**Text under study**
========================================================================

Trinity professors and alumna hold teach in event discussing recent human rights issues in Mexico

The Department of sociology and anthropology and the Mexico, the Americas and Spain program sponsored a teach-in event on Friday, Nov. 21, in order to inform students of the disappearance of 43 college students in Iguala, Mexico, following a confrontation with local police. A number of professors spoke at the event, and alumna Roxana Rojas was available to answer questions and contribute to the conversation at the event via a Skype call from Guadalajara.

“There is a real human rights crisis in Mexico,” said David Spener chair of sociology and anthropology. “A lot of people [are] disappearing and there is not a lot of media coverage.”

The event was conceptualized and organized by Rosana Blanco-Cano assistant professor of modern languages and literatures, Arturo Madrid ,professor of modern languages and literatures, Katsuo Nishikawa, associate professor of political science, Aaron Navarro, associate professor of history and David Spener, chair of sociology and anthropology. The teach-in concept dates back to the 1960s and originally involved events in which students and professors would organize open events on subjects that were not being addressed in courses. As Spener explains, current events often capture the attention of professors but are not appropriate for their syllabus and course material, which led to the rise of teach-ins.

“With media the way it is now, no one outlet dedicates more than a few seconds to issues like this,” Nishikawa said. “This is very complicated and nuanced, and we wanted to show that.”

 The event was attended by about 60 students, and in addition to the information presented by professors who had organized the event, an alumna was available on Skype as well. Roxana Rojas currently lives in Guadalajara, and she related her experiences with protesting the disappearances and poor media coverage as well. The lack of coverage of the event is in part, said Spener, due to the misconception that these disappearances took place due to the students’s involvement with the drug trade.

========================================================================

**Data for review**
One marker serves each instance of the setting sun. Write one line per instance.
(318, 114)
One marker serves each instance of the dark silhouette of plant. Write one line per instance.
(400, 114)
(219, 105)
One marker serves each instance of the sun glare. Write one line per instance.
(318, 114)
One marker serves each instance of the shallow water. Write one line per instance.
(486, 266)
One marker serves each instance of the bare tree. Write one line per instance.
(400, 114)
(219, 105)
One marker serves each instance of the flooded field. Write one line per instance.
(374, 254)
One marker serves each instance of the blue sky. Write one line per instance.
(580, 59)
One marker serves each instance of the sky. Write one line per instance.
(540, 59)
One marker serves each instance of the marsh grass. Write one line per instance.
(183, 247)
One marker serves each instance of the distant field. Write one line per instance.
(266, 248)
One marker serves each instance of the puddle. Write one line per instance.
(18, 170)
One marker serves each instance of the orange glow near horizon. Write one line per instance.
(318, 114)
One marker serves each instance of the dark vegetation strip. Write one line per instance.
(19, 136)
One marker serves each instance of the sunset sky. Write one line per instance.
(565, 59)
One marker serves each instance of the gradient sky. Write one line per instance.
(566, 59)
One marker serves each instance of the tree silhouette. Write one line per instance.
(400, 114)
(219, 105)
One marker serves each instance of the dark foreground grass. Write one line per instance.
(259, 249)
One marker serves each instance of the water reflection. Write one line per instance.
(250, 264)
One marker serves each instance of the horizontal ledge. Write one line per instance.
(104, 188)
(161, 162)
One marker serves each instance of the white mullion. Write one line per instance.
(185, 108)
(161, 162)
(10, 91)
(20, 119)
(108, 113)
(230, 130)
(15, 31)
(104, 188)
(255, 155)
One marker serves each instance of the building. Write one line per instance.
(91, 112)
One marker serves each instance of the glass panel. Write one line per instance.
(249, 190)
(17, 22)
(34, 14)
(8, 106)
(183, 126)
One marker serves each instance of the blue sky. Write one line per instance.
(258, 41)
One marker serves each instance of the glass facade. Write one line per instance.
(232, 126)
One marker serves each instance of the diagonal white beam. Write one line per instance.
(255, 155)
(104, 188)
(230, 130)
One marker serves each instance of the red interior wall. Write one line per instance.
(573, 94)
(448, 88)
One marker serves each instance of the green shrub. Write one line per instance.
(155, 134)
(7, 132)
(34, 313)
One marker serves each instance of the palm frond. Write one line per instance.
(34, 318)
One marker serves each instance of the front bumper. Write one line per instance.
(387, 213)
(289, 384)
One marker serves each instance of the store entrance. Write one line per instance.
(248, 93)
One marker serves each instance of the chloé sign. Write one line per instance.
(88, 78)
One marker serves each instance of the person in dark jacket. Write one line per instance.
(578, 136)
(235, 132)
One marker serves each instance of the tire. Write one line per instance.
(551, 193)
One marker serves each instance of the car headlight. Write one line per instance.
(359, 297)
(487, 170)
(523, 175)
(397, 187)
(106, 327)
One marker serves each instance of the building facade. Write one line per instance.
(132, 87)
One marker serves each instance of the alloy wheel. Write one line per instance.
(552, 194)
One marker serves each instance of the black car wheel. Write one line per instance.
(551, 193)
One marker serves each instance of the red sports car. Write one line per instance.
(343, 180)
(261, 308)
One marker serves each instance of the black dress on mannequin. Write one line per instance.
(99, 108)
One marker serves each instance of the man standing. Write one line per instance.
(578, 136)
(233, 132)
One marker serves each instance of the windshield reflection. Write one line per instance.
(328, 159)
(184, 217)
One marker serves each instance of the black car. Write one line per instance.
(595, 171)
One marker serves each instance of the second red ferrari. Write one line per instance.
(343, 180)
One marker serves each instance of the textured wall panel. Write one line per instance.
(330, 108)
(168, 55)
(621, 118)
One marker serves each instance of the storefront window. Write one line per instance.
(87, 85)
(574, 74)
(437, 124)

========================================================================

**Your assignment**
Could you continue the article on the Trinity teach-in about the 43 missing students in Iguala, picking up right after its final sentence?

**Exercise output**
The Mexican drug trade, Spener says, is largely supported by the demand provided by the United States. On the other side, however, the United States government interacts with the Mexican government, training members of their government and police forces to respond to the drug trade and aid in the war on drugs.

The impact of events like these disappearances are not isolated from Mexican- Americans, though it has received coverage from the media. He explains that this is a mistaken assumption, and that many people only tangentially related to the drug trade. After the deaths of six students, major demonstrations were held around Mexico, calling for state officials to be held accountable for their involvement.

“It is disappointing to me that this has not been adequately addressed,” Spener said. “Issues in Mexico are not always addressed in earnest.”

Recent developments have seen American citizens take to the streets in protest, holding various vigils and rallies to help address the issue further. Organizers have taken to social media as well, trending campaigns using the USTired2 hashtag to raise awaraness of the incident. A recent CNN report stated that the remains of some of the  students may have been found following the abduction by their gang killers, although the attorney general noted that conclusions would be held until DNA tests were confirmed.